- _QUESTIONS_:
1 > Return the stretch of the devotional on Genesis 27 from "Sunday, February 5th - Genesis" through "blessed by Him.", copied word for word.
2 > Take the devotional on Genesis 27 further, picking up after its final sentence.

Saturday, February 4th - Genesis 27: 42-45
                Esau’s murderous hatred formed Jacob’s danger.  Yet, the Lord ordained that Jacob should discover his danger and take steps that led to his safety.  The chosen instrument of Jacob’s discovery was once again his mother, Rebekah.  Though Jacob’s father’s eyes were dim, his mother’s ears were keen.  As she had overheard Isaac’s plans to bless Esau in defiance of the Word and will of God, so here she learns of Esau’s threatening words.  The Lord saw to it that she who had learned of Isaac’s sinful plan and who took action with Jacob to frustrate that plan, would hear of Esau’s murderous plan.  For the Lord knew she would act on the information, this time in a way to save Jacob’s life and to save Esau from sinful murder.  Thus, the latter service of Rebekah would be more righteous and redeeming than her former action had been.  It is to the glory of God’s saving grace that she should have been assigned such service.

 


Sunday, February 5th - Genesis 27: 42-45
                Rebekah, having discovered the threat to Jacob, goes on to disclose it to him.  To her disclosure she adds directives as she had done when she orchestrated Jacob’s deception of Isaac.  Her words appear to partake of the character of the curse that Isaac pronounced upon Esau (vv.39,40).  Instead of Esau being the castaway from blessing, Jacob is made a fugitive by his mother’s counsel.  Such fearful flight, however, is the necessary consequence of the sinful way by which Jacob got his blessing from Isaac.  Yet, where sin increases, grace abounds all the more.  It will be in the far country that the Lord will humble Jacob and bless him with wives and children, until Jacob would return to
Canaan to wrestle with God and prevail so as to be blessed by Him.

- _DATA SUPPLIED_:
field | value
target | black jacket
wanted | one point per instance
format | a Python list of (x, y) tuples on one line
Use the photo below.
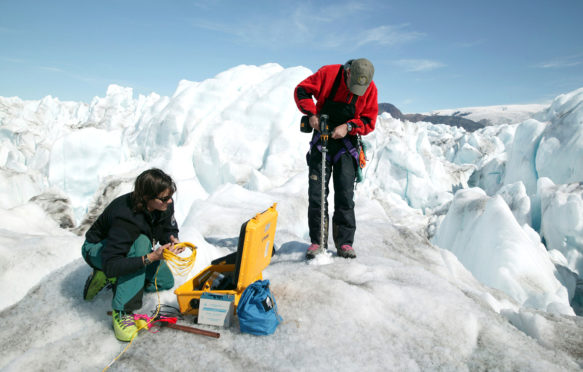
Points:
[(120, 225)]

- _ANSWERS TO THE PROBLEMS_:
1 >
Sunday, February 5th - Genesis 27: 42-45
                Rebekah, having discovered the threat to Jacob, goes on to disclose it to him.  To her disclosure she adds directives as she had done when she orchestrated Jacob’s deception of Isaac.  Her words appear to partake of the character of the curse that Isaac pronounced upon Esau (vv.39,40).  Instead of Esau being the castaway from blessing, Jacob is made a fugitive by his mother’s counsel.  Such fearful flight, however, is the necessary consequence of the sinful way by which Jacob got his blessing from Isaac.  Yet, where sin increases, grace abounds all the more.  It will be in the far country that the Lord will humble Jacob and bless him with wives and children, until Jacob would return to
Canaan to wrestle with God and prevail so as to be blessed by Him.

2 >
Monday, February 6th - Genesis 27: 44, 45
                Here we see how greatly Rebekah underestimates the length of time that Jacob would be away from her.  It is not necessarily true that she underestimates the duration of Esau’s anger, for when Jacob finally does return to
Canaan, Esau greets him most cordially (Gen. 33:4).  The striking thing about Rebekah’s underestimation of the time Jacob would be away is that whereas she thought that she would see him within a few days, and live to enjoy seeing the blessing of God come upon him, she would not see Jacob for many years.  In fact, since Scripture does not record for us when Rebekah died, and since nothing is said of Jacob’s ever seeing his mother again, it may have been that Rebekah died before she ever saw her favorite son return to the Promised Land.  This long, if not permanent, separation of Jacob from Rebekah is the chastening consequence of their unholy conspiracy against Isaac.  Though our God overrules our sins for our good, those sins can beget some bitter and enduring consequences in our lives.

 
Tuesday, February 7th - Genesis 27: 46
                In this verse, Rebekah speaks the truth (Gen. 26:34,35), but she appears to use this truth as a guise for her ploy to help Jacob escape from Esau’s murderous hatred.  Yet, Rebekah’s cry to Jacob surely is not all ploy.  She does state a painful truth of which both she and Isaac had painful experience.  She further states the godly principle that believers should be equally yoked in the Lord.  Finally, she leaves the solution to Isaac, who now sees better spiritually, having placed God’s blessing on the right son and having stood by the conferral, however irregularly it had been accomplished.  Rebekah appears to trust her husband, who had himself benefited from a godly marriage, to decide rightly regarding Jacob’s future.  Therefore, this verse apparently marks a turning point for this holy family, where domestic harmony and agreement return to some degree.  The blessing of God, having rightly been bestowed upon the man of God’s choice, begins to bless those who served to bless Jacob.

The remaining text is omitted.